▸ Requirements
Output every line of the records below verbatim, omitting the pictures.

▸ Source records
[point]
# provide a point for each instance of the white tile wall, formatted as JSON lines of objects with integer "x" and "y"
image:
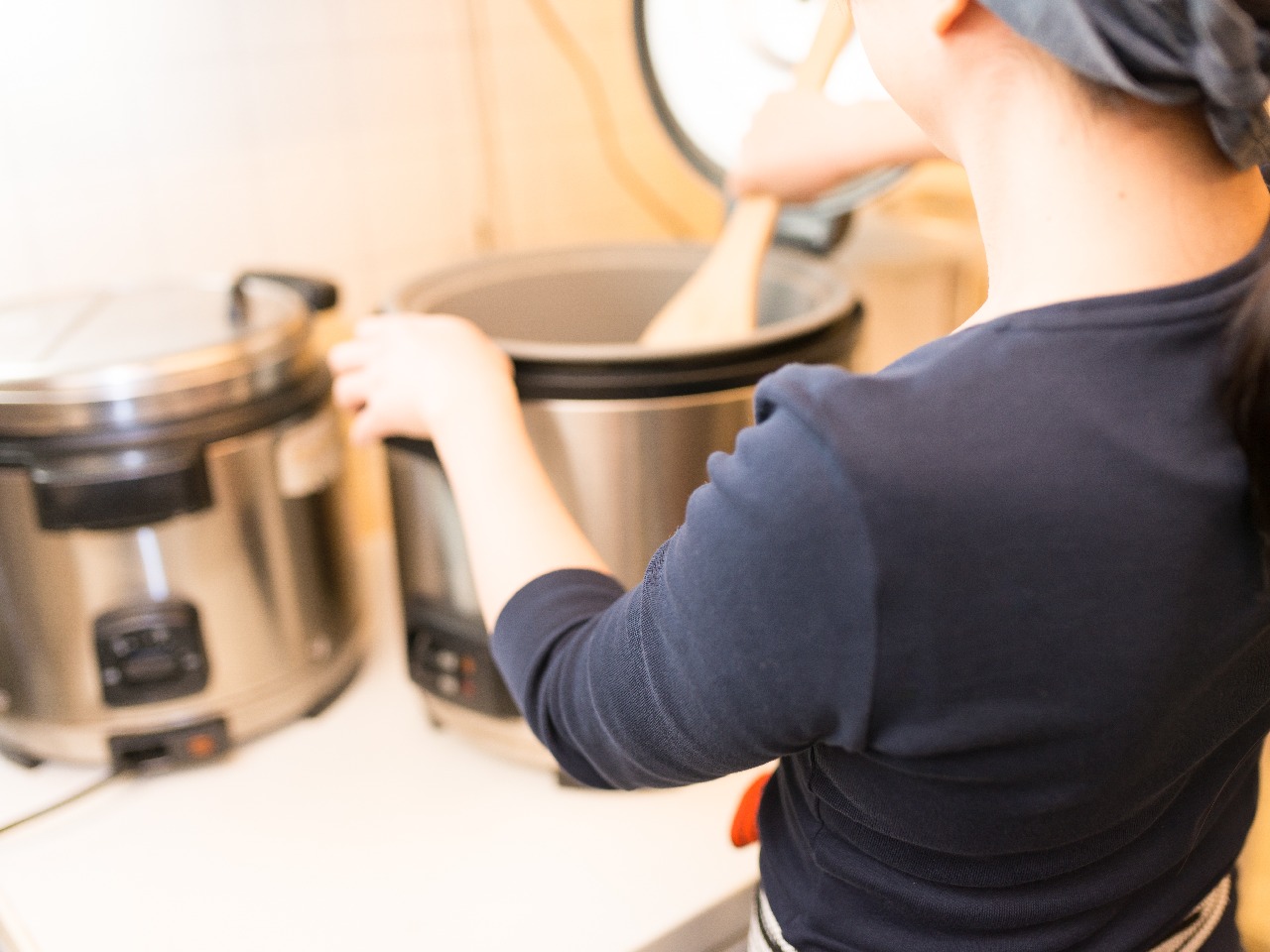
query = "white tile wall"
{"x": 144, "y": 139}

▸ Full response
[point]
# provide a point for each instance of the white tile wall, formatted as JSON lines of objects with integer "x" and "y"
image:
query = "white tile wall"
{"x": 144, "y": 139}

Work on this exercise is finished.